-- Stated goal --
Render the material below as a Markdown table with the columns "Row" and "Material line," giving each line a row number, omitting blank lines, and leaving the pictures out of the answer.

-- Material provided --
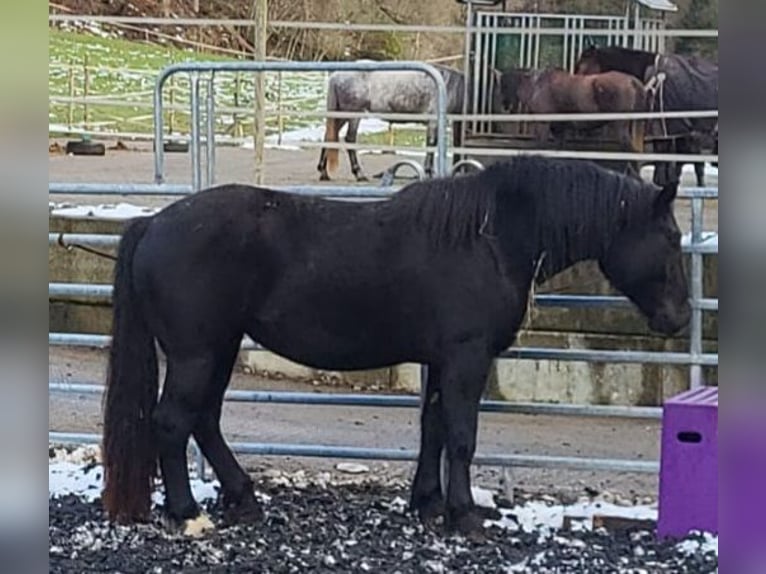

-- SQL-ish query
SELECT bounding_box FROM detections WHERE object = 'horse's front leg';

[432,340,492,538]
[423,122,436,178]
[317,147,330,181]
[346,118,368,181]
[410,365,446,525]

-- The response --
| Row | Material line |
|---|---|
| 1 | -- SQL-ish query |
| 2 | SELECT bounding_box FROM detections WHERE object = 'horse's front leg'; |
| 3 | [432,340,492,538] |
| 4 | [423,122,436,178] |
| 5 | [317,147,330,181] |
| 6 | [346,118,368,181] |
| 7 | [410,365,446,525] |